[Information given]

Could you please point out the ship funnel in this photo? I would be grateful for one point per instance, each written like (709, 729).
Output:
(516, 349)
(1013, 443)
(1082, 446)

[/Information given]

▶ _Goal of the exercise_
Hand back the whole listing, exactly as it is.

▶ _Solution_
Could you please point out the ship funnel in this photo? I would be grateful for one point per instance, each written like (709, 729).
Output:
(516, 349)
(1013, 443)
(1082, 446)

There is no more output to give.